- Excerpted text -
Pragmatically, I would use Emacs org-mode to write a master document and 'tangle' the SQL DDL, LaTeX and HTML documentation out of the single source. The advantage is that it's very simple to do (and org-mode is included in Emacs 23).

First ensure that SQL is enabled for org-mode, in the .emacs file:

(org-babel-do-load-languages 'org-babel-load-languages
                             '((dot . t)    ; Graphviz dot
                               (sh . t)
                               (python . t) 
                               (perl . t)
                               (ruby . t)
                               (R . t)
                               (sql . t)))  ; add this pair if necessary

Here's the text input:

* My example schema
  Schema overview goes here.

** Organism table
   Explain the purpose of the 'organism' table.

#+begin_src sql :tangle schema.ddl :comments org
CREATE TABLE organism (
  id INTEGER PRIMARY KEY,
  taxid INTEGER NOT NULL,
  name varchar(512) NOT NULL
);
#+end_src

** Chromosome table
   Explain the purpose of the 'chromosome' table.

- What you will do -
Can you extract the whole org-mode excerpt above, reproducing it character for character? You won't need the lines that come after this.

- Data entries -
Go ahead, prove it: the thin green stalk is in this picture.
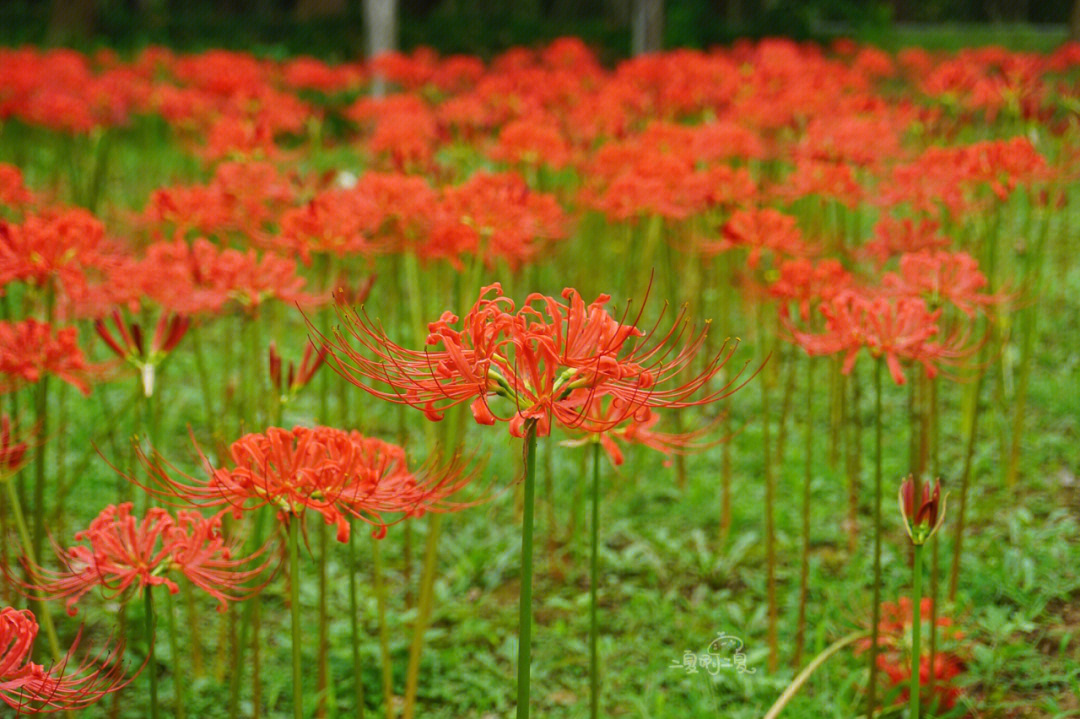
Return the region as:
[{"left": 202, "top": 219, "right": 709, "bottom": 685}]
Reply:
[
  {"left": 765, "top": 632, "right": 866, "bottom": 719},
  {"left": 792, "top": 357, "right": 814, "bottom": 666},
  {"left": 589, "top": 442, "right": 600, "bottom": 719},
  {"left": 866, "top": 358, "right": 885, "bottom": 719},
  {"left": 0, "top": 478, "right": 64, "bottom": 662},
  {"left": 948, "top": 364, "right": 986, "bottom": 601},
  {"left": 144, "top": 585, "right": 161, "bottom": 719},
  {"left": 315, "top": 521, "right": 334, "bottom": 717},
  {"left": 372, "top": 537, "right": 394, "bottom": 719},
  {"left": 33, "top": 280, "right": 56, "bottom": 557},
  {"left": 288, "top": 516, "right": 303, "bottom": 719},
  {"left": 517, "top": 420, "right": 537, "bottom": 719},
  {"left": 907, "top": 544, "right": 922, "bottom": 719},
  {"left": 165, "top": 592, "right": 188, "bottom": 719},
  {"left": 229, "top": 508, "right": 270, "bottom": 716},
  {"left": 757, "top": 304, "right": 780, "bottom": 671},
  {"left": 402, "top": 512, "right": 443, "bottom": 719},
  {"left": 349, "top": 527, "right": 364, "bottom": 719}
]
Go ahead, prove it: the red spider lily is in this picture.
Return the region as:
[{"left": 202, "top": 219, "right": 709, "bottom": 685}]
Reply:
--
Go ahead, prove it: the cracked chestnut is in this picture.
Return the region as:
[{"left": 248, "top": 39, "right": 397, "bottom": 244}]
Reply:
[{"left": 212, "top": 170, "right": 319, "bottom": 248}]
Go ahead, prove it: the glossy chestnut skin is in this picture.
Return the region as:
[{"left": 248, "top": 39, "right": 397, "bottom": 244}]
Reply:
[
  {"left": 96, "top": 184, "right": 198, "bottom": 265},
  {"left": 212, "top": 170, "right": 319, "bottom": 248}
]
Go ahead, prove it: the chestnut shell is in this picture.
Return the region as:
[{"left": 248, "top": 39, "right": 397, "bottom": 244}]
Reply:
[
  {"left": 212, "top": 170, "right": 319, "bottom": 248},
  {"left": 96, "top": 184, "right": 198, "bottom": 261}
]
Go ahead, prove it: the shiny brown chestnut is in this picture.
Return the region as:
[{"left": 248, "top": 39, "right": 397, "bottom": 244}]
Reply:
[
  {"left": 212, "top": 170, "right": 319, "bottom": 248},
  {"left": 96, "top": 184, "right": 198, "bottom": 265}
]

- Written reply -
Pragmatically, I would use Emacs org-mode to write a master document and 'tangle' the SQL DDL, LaTeX and HTML documentation out of the single source. The advantage is that it's very simple to do (and org-mode is included in Emacs 23).

First ensure that SQL is enabled for org-mode, in the .emacs file:

(org-babel-do-load-languages 'org-babel-load-languages
                             '((dot . t)    ; Graphviz dot
                               (sh . t)
                               (python . t) 
                               (perl . t)
                               (ruby . t)
                               (R . t)
                               (sql . t)))  ; add this pair if necessary

Here's the text input:

* My example schema
  Schema overview goes here.

** Organism table
   Explain the purpose of the 'organism' table.

#+begin_src sql :tangle schema.ddl :comments org
CREATE TABLE organism (
  id INTEGER PRIMARY KEY,
  taxid INTEGER NOT NULL,
  name varchar(512) NOT NULL
);
#+end_src

** Chromosome table
   Explain the purpose of the 'chromosome' table.